[Required action]
In the GALEON pipeline instructions, what input does the Get_scaffold_length.pl script take?

[Passage for review]
• • • • • • •

If you don't have this file, you can generate by running the following script: Get_scaffold_length.pl located in GALEON_masterScripts/Scripts. It takes as an input your genome file in FASTA format.

Command example:

perl GALEON_masterScripts/Scripts/Get_scaffold_length.pl YOURgenome.fasta

NOTE: The output table will have the above-described 3-column format. Optionally, you can rename the third column by replacing the Scaffold IDs with Scaffold associated names. Check the example file.


3. Running GALEON

3.1. Estimate g parameter (mode: gestimate)

In this mode, the pipeline estimates the expected number of genes found in a number of bases, as well as the number of genes expected across the g input values and the probability of finding 2 or more genes in a window of g size (i.e.: 100 Kb), which would be considered as a cluster in the following analyses (Section 3.2.).

Run the following command to estimate the g parameter based on the inputs. No input files are required here.

Help message

GALEON_ControlScript.py gestimate -h

Commands

# Run using one g value
GALEON_ControlScript.py gestimate -n 134 -s 1354 -g 100

# Test several g values
GALEON_ControlScript.py gestimate -n 134 -s 1354 -g 150,200,300,400

Output

# Output table
g_estimation_Results_Directory/
└── g_estimation.table.txt

# Logs and error messages
Logs_gestimate_mode/
├── gestimation.err
└── gestimation.out
  1. column: g value - input g value
  2. column: Mb per gene family member - 1 gene, expected to be found each "X" Mb
  3. column: Expected genes per Mb - # of genes, expected to be found each Mb
  4. column: Exp. genes per g value - # of genes, expected to be found each 1 Kb
  5. column: Exp. Genes/g value - # of genes, expected to be found each "g" Kb
  6. column: P(X>=2) in g kb - The probability of finding by chance two (or more) genes in a "g" kb stretch
  7. column: Poisson's lambda


3.2. Gene cluster identification (mode: clusterfinder)

• • • • • • •

Records from a data collection
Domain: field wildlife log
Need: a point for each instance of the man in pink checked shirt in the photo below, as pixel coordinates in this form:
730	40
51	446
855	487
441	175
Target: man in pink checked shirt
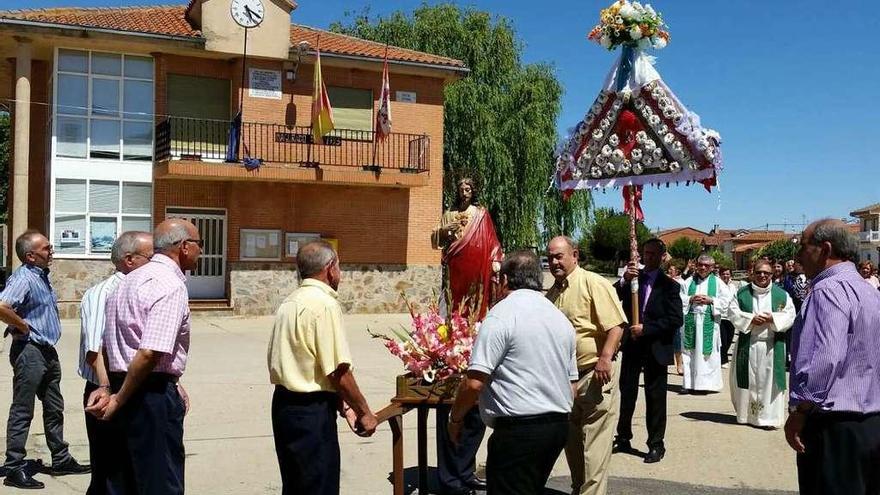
146	341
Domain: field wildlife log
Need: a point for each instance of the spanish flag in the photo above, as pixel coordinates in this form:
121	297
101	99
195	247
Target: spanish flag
322	112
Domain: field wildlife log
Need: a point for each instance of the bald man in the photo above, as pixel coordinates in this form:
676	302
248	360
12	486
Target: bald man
146	342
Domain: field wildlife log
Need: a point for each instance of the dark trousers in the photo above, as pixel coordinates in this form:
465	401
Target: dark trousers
106	450
306	441
151	423
522	453
727	332
456	463
842	455
635	360
36	374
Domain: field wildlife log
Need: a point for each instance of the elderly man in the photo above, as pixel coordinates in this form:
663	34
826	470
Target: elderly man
523	369
761	312
130	251
834	402
310	366
146	341
705	299
591	304
29	306
648	347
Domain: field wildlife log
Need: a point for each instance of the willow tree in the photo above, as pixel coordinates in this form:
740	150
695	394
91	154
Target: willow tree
500	120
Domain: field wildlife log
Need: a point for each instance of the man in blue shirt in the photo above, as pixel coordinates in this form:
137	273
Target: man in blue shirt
29	306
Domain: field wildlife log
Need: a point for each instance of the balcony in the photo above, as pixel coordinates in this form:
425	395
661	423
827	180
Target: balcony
869	236
197	149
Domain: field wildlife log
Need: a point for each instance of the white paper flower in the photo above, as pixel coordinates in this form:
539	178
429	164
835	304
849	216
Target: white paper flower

• • • • • • •

[Result of this task]
A genome file in FASTA format.